### REQUIRED WORK
Please repeat every record exactly, leaving out any pictures.
>>>>
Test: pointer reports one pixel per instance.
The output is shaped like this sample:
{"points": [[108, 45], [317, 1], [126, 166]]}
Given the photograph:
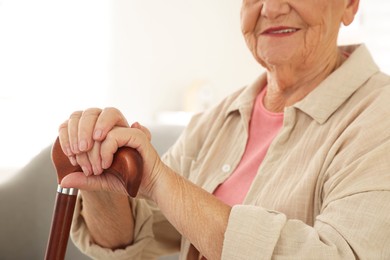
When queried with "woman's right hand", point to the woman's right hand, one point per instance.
{"points": [[80, 137]]}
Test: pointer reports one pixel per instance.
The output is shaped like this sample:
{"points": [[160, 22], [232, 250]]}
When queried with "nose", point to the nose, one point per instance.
{"points": [[272, 9]]}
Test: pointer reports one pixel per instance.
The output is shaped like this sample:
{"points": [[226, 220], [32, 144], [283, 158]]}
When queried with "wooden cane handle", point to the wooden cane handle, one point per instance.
{"points": [[126, 166]]}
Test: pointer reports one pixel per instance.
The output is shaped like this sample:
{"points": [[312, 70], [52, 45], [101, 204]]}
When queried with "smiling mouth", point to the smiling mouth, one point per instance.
{"points": [[280, 31]]}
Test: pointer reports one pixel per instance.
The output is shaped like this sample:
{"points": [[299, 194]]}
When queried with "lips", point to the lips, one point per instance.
{"points": [[280, 30]]}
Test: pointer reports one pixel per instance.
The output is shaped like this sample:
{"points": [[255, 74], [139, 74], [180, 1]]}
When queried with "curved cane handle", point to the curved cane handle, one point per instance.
{"points": [[126, 166]]}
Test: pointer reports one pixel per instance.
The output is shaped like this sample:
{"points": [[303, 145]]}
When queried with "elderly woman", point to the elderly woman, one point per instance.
{"points": [[294, 166]]}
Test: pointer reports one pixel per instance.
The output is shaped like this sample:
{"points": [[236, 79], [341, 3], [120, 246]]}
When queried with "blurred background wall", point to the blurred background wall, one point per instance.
{"points": [[158, 61]]}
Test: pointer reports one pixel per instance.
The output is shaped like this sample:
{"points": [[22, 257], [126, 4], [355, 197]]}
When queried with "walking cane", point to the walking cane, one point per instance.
{"points": [[127, 166]]}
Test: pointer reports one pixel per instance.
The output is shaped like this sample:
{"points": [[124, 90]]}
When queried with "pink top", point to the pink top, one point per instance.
{"points": [[263, 127]]}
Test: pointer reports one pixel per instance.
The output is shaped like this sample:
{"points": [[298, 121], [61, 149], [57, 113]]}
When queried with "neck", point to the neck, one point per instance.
{"points": [[286, 86]]}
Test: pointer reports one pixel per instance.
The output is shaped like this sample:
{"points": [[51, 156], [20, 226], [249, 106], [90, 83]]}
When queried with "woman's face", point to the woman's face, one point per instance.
{"points": [[294, 32]]}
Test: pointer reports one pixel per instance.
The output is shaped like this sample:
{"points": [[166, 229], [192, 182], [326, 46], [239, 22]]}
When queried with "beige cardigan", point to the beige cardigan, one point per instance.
{"points": [[322, 191]]}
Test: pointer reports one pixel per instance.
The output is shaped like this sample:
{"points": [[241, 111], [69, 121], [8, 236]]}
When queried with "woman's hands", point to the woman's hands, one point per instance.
{"points": [[90, 138]]}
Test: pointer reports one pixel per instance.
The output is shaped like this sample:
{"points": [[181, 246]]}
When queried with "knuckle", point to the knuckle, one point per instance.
{"points": [[63, 126], [94, 111], [76, 114]]}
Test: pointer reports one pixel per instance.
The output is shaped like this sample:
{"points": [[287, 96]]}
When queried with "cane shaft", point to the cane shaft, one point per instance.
{"points": [[126, 166]]}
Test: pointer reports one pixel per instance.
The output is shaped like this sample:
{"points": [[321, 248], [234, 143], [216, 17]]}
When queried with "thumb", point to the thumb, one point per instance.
{"points": [[103, 182]]}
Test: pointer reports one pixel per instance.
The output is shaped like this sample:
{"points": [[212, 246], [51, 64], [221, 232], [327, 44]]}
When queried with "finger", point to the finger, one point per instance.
{"points": [[95, 159], [104, 182], [108, 119], [85, 129], [119, 137], [73, 128], [83, 161], [143, 129], [64, 139]]}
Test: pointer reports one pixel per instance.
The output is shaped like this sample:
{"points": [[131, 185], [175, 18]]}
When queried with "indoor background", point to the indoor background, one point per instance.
{"points": [[158, 61]]}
<<<<
### EXPECTED OUTPUT
Test: pointer reports one pixel per instance.
The output is shaped like this sample:
{"points": [[108, 45], [317, 1], [126, 166]]}
Given the photograph:
When queried with "woman's right hand", point to the woman's right hand, one point per instance.
{"points": [[80, 137]]}
Test: pointer reports one pixel per instance.
The output is shaped like this sample:
{"points": [[160, 22], [232, 250]]}
When queried with "nose", point to the nose, one point per instance.
{"points": [[272, 9]]}
Test: pointer reports one pixel per instance.
The output is shaped like this sample:
{"points": [[226, 220], [32, 144], [283, 158]]}
When queried with "wooden cane handle", point to the wooden cane handle, one point per instance.
{"points": [[126, 166]]}
Test: pointer reports one pixel per instance.
The output is shaped like this sample:
{"points": [[312, 70], [52, 45], [101, 204]]}
When queried with "smiling mouth", point to the smiling mouth, one point per instance.
{"points": [[280, 31]]}
Test: pointer reports one pixel per instance.
The output is shaped like this sample:
{"points": [[299, 194]]}
When queried with "lips", point to the lips, one point per instance.
{"points": [[280, 30]]}
Test: pointer reports one pixel per instance.
The output is shaped like this sample:
{"points": [[255, 74], [139, 74], [180, 1]]}
When queried with "curved cane handle", point to the curved cane handle, one point per instance.
{"points": [[126, 166]]}
Test: pointer reports one pixel per instance.
The output is shaped like this sample:
{"points": [[303, 145]]}
When queried with "elderly woman", point to the elderly woman, one point per instance.
{"points": [[294, 166]]}
Test: pointer reports one pixel per instance.
The output is shaped like this sample:
{"points": [[236, 79], [341, 3], [120, 246]]}
When queried with "blurred background wall", point to the blurred background wall, one point per instance.
{"points": [[158, 61]]}
Test: pointer reports one pixel per instance.
The output is shaped like this sample:
{"points": [[22, 257], [126, 4], [355, 197]]}
When queried with "walking cane", point to the walking cane, one point per instance.
{"points": [[127, 166]]}
Test: pointer reports one pixel per instance.
The output is shaped like this sample:
{"points": [[124, 90]]}
When queried with "pink top", point to the pink top, one point per instance.
{"points": [[263, 127]]}
Test: pointer reports one pixel per instance.
The output is shaped like this sample:
{"points": [[298, 121], [61, 149], [57, 113]]}
When queried with "neck", point to the neck, one point per instance.
{"points": [[286, 86]]}
Test: pointer reports one pixel per instance.
The output is shaped like this sample:
{"points": [[51, 156], [20, 226], [249, 106], [90, 83]]}
When queried with "woman's face", point to the woman's face, one point per instance.
{"points": [[294, 32]]}
Test: pointer reports one pixel per instance.
The output is shaped like this sample:
{"points": [[166, 229], [192, 182], [326, 46], [239, 22]]}
When queried with "beige cardigan", point to the beige cardigan, one point per instance.
{"points": [[322, 191]]}
Test: pointer reports one pixel per instance.
The output is shaped like this sample:
{"points": [[241, 111], [69, 121], [8, 236]]}
When queried with "woman's hands", point to the woman's hands, one point per instance.
{"points": [[90, 138]]}
Test: pointer reports one pixel per instance.
The output is shaped like this sample:
{"points": [[181, 246]]}
When queried with "knuckle", point to the knuckle, one point per instance.
{"points": [[63, 126], [94, 111], [76, 114]]}
Test: pointer reports one pixel per instance.
The output is shaped like this sample:
{"points": [[287, 96]]}
When queried with "cane shaft", point to the cane shaft, one point per instance.
{"points": [[126, 166]]}
Test: pointer reports one pixel per instance.
The output is shaped like this sample:
{"points": [[321, 248], [234, 143], [216, 17]]}
When queried with "thumb", point to the thumb, one point per instance.
{"points": [[103, 182]]}
Test: pointer reports one pixel per instance.
The output is shaped like this sample:
{"points": [[212, 246], [51, 64], [221, 232], [327, 44]]}
When queried with "finger", point to the finger, one point per instance.
{"points": [[95, 159], [104, 182], [108, 119], [85, 129], [119, 137], [73, 128], [83, 161], [143, 129], [64, 139]]}
Test: pointer reports one pixel per instance.
The output is shaped like this sample:
{"points": [[131, 185], [175, 18]]}
When queried with "indoor background", point to the indoor background, one point per instance.
{"points": [[158, 61]]}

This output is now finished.